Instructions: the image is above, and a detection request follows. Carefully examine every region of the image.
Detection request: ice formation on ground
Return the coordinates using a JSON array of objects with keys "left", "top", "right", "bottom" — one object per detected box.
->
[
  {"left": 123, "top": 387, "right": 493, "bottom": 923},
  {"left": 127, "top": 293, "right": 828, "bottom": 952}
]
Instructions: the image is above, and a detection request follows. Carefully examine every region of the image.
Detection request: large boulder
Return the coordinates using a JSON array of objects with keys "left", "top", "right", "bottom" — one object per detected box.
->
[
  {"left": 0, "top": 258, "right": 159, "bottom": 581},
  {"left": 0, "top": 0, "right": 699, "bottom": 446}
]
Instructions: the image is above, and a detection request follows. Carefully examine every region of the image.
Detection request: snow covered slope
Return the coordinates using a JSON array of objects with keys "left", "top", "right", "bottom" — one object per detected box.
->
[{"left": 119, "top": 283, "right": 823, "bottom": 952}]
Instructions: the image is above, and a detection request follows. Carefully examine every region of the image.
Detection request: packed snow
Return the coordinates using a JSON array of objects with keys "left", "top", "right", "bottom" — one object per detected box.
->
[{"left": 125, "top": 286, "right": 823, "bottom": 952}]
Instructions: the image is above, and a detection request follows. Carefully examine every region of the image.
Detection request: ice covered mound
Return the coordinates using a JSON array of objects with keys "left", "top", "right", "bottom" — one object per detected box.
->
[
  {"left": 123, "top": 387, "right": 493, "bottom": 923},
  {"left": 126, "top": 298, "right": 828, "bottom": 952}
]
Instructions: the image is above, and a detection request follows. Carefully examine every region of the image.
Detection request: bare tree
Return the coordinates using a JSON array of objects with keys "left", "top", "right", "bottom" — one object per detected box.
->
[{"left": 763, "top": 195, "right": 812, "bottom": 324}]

....

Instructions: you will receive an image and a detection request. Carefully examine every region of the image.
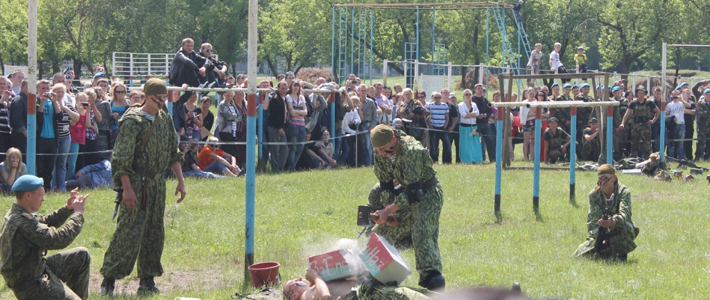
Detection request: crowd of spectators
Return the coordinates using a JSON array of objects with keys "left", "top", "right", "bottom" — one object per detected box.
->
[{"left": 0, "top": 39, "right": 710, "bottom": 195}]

....

_Objective:_
Extract each line from the rows above that contains the word "snow", and copy each such line unchanged.

_Response:_
Detection request: snow covered slope
Detection request: packed snow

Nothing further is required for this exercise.